__Instrução da tarefa 1__: Reescreva o trecho do texto sobre o riacho Boqueirão que vai de "O riacho Boqueirão" até "Deus os tenha.", trocando "pererecas" por "rãs".
__Instrução da tarefa 2__: Traduza para o inglês esta frase do texto sobre o riacho Boqueirão: "Que a todos Deus os tenha."

__Trecho selecionado__:
O riacho Boqueirão :: Por José Lima Santana
José Lima Santana*
José Lima Santana - Foto: Arquivo pessoal
O Boqueirão banha um naco de terra, de pouca largura, nas fraldas do Betume e escorre fastioso para as baixadas de Ananias de Trajano Perebinha, encontrando por ali um laguinho de boas feições, lugar de coito de pererecas, do tipo caçotes verdes, a saltitarem daqui para ali, nas horas em que os machos dão de correr trechos em busca de folgar com as fêmeas. Naquelas baixadas, as águas do Boqueirão são um pouco encorpadas pelo riacho do Sangradouro, nascido na Lagoa Grande, no engenho Trincheiras, há muito de fogo morto, que pertencera, em tempos muito idos, a um tal de coronel Romano Vagalume, que, diziam línguas de trapo, era dado a acender o que apagado deveria sempre estar, para a vergonha da família e o silencioso desespero da mulher, dona Florinda. Que a todos Deus os tenha.

__Material de estudo__:
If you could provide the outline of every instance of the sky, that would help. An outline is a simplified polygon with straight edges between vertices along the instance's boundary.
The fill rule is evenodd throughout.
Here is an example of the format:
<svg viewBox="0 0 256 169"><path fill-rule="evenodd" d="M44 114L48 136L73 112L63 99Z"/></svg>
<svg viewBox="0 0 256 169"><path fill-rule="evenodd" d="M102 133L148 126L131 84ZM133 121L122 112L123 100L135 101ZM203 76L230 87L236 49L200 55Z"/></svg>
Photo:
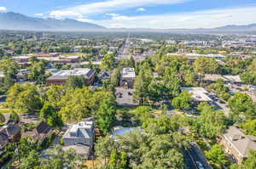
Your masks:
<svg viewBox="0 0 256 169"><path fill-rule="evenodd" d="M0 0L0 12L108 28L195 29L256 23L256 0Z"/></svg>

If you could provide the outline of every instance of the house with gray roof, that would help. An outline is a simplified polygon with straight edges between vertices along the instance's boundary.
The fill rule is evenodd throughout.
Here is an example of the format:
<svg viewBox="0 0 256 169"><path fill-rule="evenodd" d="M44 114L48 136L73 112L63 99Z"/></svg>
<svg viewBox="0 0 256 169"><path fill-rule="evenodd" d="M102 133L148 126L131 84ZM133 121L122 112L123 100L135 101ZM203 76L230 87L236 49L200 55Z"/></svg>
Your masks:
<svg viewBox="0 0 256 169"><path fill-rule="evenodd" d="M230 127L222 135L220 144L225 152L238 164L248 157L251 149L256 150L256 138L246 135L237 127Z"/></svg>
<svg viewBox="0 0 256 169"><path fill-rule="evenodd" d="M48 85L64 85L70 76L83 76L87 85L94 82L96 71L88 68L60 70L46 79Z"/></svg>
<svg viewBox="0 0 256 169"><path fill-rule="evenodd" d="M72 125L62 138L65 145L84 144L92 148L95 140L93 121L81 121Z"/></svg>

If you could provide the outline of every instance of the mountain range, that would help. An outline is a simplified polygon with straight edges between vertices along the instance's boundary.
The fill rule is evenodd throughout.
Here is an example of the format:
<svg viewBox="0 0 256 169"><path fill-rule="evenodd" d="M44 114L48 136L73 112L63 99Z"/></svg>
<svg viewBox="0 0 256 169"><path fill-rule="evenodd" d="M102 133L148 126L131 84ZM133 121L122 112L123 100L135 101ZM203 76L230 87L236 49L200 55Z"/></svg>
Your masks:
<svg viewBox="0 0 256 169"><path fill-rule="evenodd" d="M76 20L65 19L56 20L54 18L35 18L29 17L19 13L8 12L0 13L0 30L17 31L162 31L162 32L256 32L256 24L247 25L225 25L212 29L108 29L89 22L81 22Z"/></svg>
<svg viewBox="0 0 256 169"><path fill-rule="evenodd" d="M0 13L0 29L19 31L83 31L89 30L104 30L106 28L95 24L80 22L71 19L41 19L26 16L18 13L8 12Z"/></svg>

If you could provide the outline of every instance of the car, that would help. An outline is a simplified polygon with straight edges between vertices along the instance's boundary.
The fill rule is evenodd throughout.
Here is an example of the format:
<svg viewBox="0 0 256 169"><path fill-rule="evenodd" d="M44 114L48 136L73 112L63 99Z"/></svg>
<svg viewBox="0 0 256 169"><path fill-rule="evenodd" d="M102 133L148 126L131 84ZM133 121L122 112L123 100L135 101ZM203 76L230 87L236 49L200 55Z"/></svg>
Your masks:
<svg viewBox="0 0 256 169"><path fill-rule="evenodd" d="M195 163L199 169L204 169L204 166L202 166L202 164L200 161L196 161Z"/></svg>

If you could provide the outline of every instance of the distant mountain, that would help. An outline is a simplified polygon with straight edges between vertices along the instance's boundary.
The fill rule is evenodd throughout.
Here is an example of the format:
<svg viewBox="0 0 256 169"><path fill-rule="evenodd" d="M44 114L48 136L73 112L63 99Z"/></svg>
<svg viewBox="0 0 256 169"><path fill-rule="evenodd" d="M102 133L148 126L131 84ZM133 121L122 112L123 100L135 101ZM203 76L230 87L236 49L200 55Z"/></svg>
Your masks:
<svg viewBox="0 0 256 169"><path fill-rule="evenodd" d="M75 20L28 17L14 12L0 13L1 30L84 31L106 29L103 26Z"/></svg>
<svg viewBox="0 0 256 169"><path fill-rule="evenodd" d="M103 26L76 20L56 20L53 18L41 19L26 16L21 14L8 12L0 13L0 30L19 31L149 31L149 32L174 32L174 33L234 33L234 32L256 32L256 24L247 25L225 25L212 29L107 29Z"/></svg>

---

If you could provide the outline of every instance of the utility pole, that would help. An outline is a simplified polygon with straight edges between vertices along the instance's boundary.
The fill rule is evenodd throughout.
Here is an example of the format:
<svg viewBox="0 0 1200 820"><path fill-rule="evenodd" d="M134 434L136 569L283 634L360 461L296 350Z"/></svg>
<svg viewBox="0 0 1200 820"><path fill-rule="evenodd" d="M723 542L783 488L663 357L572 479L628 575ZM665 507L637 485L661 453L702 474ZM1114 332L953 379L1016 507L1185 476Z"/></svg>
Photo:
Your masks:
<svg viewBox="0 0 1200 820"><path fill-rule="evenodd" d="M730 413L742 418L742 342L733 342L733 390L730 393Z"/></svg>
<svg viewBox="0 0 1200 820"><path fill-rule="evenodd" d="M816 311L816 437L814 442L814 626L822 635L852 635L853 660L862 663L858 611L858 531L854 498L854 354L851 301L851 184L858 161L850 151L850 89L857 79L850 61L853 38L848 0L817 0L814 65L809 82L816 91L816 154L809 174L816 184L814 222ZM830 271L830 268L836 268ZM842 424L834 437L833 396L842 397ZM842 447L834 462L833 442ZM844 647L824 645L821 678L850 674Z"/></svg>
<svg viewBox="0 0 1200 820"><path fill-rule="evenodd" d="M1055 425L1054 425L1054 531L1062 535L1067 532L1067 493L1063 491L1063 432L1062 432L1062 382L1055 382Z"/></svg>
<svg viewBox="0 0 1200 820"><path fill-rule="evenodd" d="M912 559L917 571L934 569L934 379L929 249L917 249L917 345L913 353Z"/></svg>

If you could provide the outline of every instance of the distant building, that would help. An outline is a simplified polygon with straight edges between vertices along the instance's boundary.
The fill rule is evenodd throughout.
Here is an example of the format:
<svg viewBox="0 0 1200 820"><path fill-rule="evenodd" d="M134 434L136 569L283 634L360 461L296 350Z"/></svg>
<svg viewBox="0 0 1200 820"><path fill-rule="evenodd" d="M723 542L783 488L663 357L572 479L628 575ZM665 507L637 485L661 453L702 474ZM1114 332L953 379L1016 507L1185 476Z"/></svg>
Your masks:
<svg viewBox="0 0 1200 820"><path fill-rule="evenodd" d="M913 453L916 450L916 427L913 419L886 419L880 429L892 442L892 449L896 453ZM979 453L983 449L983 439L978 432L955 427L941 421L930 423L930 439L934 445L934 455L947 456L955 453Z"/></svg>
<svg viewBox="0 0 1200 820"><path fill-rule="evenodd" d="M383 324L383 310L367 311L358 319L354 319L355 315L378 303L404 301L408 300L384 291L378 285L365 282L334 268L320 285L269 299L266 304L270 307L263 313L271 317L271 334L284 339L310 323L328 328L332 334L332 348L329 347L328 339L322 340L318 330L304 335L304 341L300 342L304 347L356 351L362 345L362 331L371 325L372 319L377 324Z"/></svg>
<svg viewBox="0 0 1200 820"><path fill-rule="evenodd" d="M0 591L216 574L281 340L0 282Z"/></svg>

__Área de resposta 1__:
O riacho Boqueirão :: Por José Lima Santana
José Lima Santana*
José Lima Santana - Foto: Arquivo pessoal
O Boqueirão banha um naco de terra, de pouca largura, nas fraldas do Betume e escorre fastioso para as baixadas de Ananias de Trajano Perebinha, encontrando por ali um laguinho de boas feições, lugar de coito de rãs, do tipo caçotes verdes, a saltitarem daqui para ali, nas horas em que os machos dão de correr trechos em busca de folgar com as fêmeas. Naquelas baixadas, as águas do Boqueirão são um pouco encorpadas pelo riacho do Sangradouro, nascido na Lagoa Grande, no engenho Trincheiras, há muito de fogo morto, que pertencera, em tempos muito idos, a um tal de coronel Romano Vagalume, que, diziam línguas de trapo, era dado a acender o que apagado deveria sempre estar, para a vergonha da família e o silencioso desespero da mulher, dona Florinda. Que a todos Deus os tenha.

__Área de resposta 2__: May God keep them all.